:: Input for this task ::
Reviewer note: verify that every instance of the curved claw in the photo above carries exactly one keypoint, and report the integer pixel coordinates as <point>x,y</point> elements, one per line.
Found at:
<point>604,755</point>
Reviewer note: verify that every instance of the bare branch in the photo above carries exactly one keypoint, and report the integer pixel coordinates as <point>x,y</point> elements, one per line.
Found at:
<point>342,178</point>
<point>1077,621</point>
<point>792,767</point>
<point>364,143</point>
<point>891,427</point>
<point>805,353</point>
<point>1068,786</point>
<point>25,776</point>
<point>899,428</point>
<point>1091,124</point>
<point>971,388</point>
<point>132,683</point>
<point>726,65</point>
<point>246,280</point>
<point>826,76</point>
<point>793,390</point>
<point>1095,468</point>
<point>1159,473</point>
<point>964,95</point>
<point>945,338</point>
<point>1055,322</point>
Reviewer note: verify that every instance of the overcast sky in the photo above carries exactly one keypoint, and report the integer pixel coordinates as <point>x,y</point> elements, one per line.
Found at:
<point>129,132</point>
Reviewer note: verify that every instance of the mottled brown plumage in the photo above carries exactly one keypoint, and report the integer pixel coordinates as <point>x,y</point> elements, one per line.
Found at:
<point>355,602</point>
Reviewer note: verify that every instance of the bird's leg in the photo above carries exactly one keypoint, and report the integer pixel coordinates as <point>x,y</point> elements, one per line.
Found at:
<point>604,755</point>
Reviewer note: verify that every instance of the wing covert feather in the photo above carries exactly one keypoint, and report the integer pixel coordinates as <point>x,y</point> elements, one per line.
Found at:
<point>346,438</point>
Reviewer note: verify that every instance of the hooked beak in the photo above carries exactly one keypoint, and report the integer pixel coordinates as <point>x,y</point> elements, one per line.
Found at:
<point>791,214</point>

:: Problem to solve ::
Write out all of the entries above again, switching every "keypoint" to "marker" and leaving everything else as it is.

:: Answer to this exercise ::
Reviewer note: verify that every instance of the curved claw in the photo above carries exactly one marker, and report the integer pixel coordinates as <point>x,y</point> elements, one per line.
Found at:
<point>604,755</point>
Reviewer note: verify that every instance of the bare branch in the photo above carries exactly one marker, and report the integer pixel coordinates as <point>x,y</point> elements, one per line.
Found at:
<point>342,178</point>
<point>1077,621</point>
<point>792,767</point>
<point>364,143</point>
<point>891,427</point>
<point>805,353</point>
<point>1068,786</point>
<point>25,776</point>
<point>899,428</point>
<point>1091,124</point>
<point>971,388</point>
<point>132,683</point>
<point>726,65</point>
<point>246,280</point>
<point>826,76</point>
<point>793,390</point>
<point>1095,468</point>
<point>1159,473</point>
<point>964,95</point>
<point>945,338</point>
<point>1055,322</point>
Reviewer note: verify that every instance of the overcast sky in the photo above carries exactly one marker, and report the integer pixel coordinates as <point>x,y</point> elements, one per line.
Found at:
<point>129,132</point>
Reviewer note: verify that every instance of the mottled brown plumage in the photo above carries exactly one marker, and report the integer pixel coordinates as <point>x,y</point> elements, one per line.
Found at:
<point>355,602</point>
Reviewer note: verify that every instance of the bird's leg in the photo above carries exactly one marker, and report the integer pixel coordinates as <point>x,y</point> elements, one per line.
Found at:
<point>604,755</point>
Reviewer note: verify that every instance of the wing covert feather in the photo above carries exactly one marker, and report the integer pixel coordinates as <point>x,y</point> elements, one per line.
Found at:
<point>346,438</point>
Reviewer note: verify that every instance of the hooked beak in the photo above carries exactly one marker, and report the integer pixel coordinates as <point>x,y</point> elements, one per line.
Found at:
<point>791,214</point>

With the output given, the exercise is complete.